- Exercise material:
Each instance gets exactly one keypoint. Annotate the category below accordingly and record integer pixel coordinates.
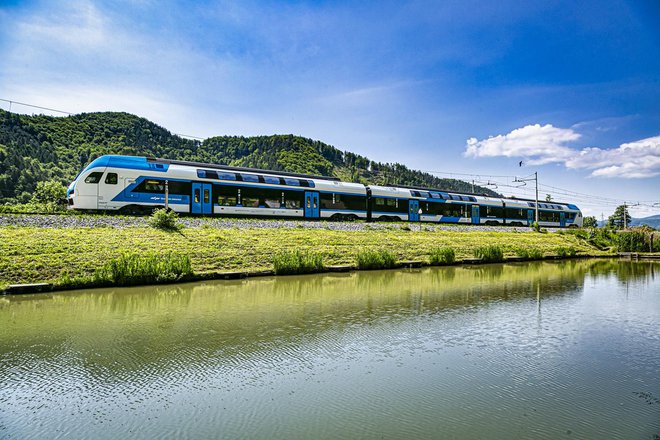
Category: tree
(620, 218)
(49, 192)
(590, 222)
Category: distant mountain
(40, 148)
(652, 221)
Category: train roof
(238, 169)
(518, 199)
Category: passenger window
(111, 179)
(95, 177)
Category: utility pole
(536, 180)
(167, 195)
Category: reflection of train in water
(135, 185)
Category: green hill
(42, 148)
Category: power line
(490, 179)
(34, 106)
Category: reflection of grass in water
(169, 316)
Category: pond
(550, 350)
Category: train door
(475, 214)
(413, 210)
(311, 204)
(202, 198)
(87, 191)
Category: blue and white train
(136, 185)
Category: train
(138, 185)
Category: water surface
(536, 350)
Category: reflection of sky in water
(530, 350)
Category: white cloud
(547, 144)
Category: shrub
(375, 259)
(443, 255)
(164, 220)
(295, 262)
(489, 253)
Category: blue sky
(571, 89)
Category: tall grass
(530, 254)
(564, 251)
(489, 254)
(634, 241)
(295, 262)
(375, 259)
(443, 255)
(133, 269)
(165, 220)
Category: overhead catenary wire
(488, 180)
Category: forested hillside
(42, 148)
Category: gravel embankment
(100, 221)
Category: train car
(429, 205)
(137, 185)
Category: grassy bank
(30, 255)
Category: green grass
(165, 220)
(442, 255)
(489, 254)
(297, 262)
(375, 259)
(566, 251)
(134, 269)
(30, 255)
(529, 253)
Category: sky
(490, 92)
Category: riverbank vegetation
(32, 254)
(291, 262)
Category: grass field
(30, 255)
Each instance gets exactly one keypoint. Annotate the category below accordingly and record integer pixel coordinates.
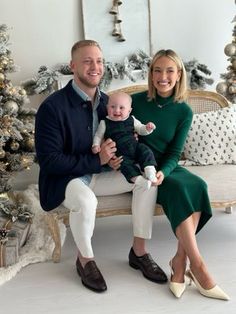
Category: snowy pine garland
(45, 81)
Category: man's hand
(96, 149)
(150, 126)
(160, 177)
(115, 162)
(108, 150)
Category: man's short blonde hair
(84, 43)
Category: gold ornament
(234, 64)
(22, 91)
(230, 50)
(2, 153)
(232, 89)
(221, 88)
(11, 107)
(14, 145)
(29, 143)
(2, 77)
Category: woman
(182, 194)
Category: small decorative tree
(228, 87)
(16, 123)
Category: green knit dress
(181, 192)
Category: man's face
(87, 66)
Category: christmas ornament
(29, 143)
(11, 107)
(232, 89)
(234, 64)
(2, 153)
(230, 50)
(14, 145)
(221, 88)
(2, 77)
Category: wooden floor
(56, 288)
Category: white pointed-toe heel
(177, 288)
(216, 292)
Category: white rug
(40, 244)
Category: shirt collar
(84, 96)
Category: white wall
(195, 29)
(43, 32)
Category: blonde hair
(84, 43)
(180, 89)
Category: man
(65, 125)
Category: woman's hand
(115, 162)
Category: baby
(120, 126)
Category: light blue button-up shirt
(88, 177)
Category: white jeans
(82, 202)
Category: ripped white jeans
(82, 201)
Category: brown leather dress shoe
(148, 267)
(91, 276)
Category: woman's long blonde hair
(180, 93)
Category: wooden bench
(200, 101)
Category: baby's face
(118, 107)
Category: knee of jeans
(86, 203)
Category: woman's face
(165, 74)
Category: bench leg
(229, 210)
(52, 222)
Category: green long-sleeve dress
(181, 193)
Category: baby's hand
(96, 149)
(150, 126)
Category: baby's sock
(141, 181)
(150, 173)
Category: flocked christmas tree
(228, 87)
(16, 122)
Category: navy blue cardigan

- What the task requires: Output every entry above verbatim, but leave out the pictures.

- Reply to the task:
Each instance gets exactly one keypoint. Annotate the category below accordingly and record integer pixel coordinates.
Category: tree
(620, 218)
(49, 192)
(590, 222)
Category: distant mountain
(40, 148)
(652, 221)
Category: train roof
(238, 169)
(518, 199)
Category: passenger window
(111, 179)
(95, 177)
Category: utility pole
(536, 180)
(167, 195)
Category: reflection of train in water
(135, 185)
Category: green hill
(42, 148)
Category: power line
(490, 179)
(34, 106)
Category: reflection of grass in water
(169, 316)
Category: pond
(550, 350)
Category: train door
(475, 214)
(413, 210)
(311, 204)
(202, 198)
(87, 191)
Category: blue and white train
(136, 185)
Category: train
(138, 185)
Category: water surface
(536, 350)
Category: reflection of sky in water
(530, 350)
Category: white cloud
(547, 144)
Category: shrub
(375, 259)
(443, 255)
(164, 220)
(295, 262)
(489, 253)
Category: blue sky
(571, 89)
Category: tall grass
(530, 254)
(564, 251)
(489, 254)
(634, 241)
(295, 262)
(375, 259)
(443, 255)
(133, 269)
(165, 220)
Category: overhead catenary wire
(488, 180)
Category: forested hillside
(42, 148)
Category: gravel embankment
(100, 221)
Category: train car
(429, 205)
(137, 185)
Category: grassy bank
(30, 255)
Category: green grass
(165, 220)
(442, 255)
(489, 254)
(297, 262)
(375, 259)
(566, 251)
(134, 269)
(30, 255)
(529, 253)
Category: sky
(490, 92)
Category: riverbank vegetation
(32, 254)
(291, 262)
Category: grass field
(30, 255)
Each instance gets exactly one keypoint. Annotate the category below accordingly and record integer pixel coordinates.
Category: snowy pine garland
(45, 81)
Category: man's hand
(96, 149)
(150, 126)
(160, 177)
(115, 162)
(108, 150)
Category: man's short blonde hair
(84, 43)
Category: gold ornament
(234, 64)
(22, 91)
(230, 50)
(2, 153)
(232, 89)
(221, 88)
(11, 107)
(14, 145)
(29, 143)
(2, 77)
Category: woman
(182, 194)
Category: small decorative tree
(228, 87)
(16, 123)
Category: green knit dress
(181, 192)
Category: man's face
(87, 66)
Category: christmas ornament
(29, 143)
(11, 107)
(232, 89)
(234, 64)
(2, 153)
(230, 50)
(14, 145)
(221, 88)
(2, 77)
Category: wooden floor
(56, 288)
Category: white pointed-toe heel
(177, 288)
(216, 292)
Category: white rug
(40, 244)
Category: shirt collar
(84, 96)
Category: white wall
(195, 29)
(43, 32)
Category: blonde hair
(84, 43)
(180, 89)
Category: man
(65, 125)
Category: woman's hand
(115, 162)
Category: baby
(120, 126)
Category: light blue button-up shirt
(88, 177)
Category: white jeans
(82, 202)
Category: ripped white jeans
(82, 201)
Category: brown leather dress shoe
(148, 267)
(91, 276)
Category: woman's long blonde hair
(180, 93)
Category: wooden bench
(200, 101)
Category: baby's face
(118, 107)
Category: knee of jeans
(86, 203)
Category: woman's face
(165, 74)
Category: bench leg
(229, 210)
(52, 222)
Category: green long-sleeve dress
(181, 193)
Category: baby's hand
(96, 149)
(150, 126)
Category: baby's sock
(141, 181)
(150, 173)
Category: flocked christmas tree
(228, 87)
(16, 122)
Category: navy blue cardigan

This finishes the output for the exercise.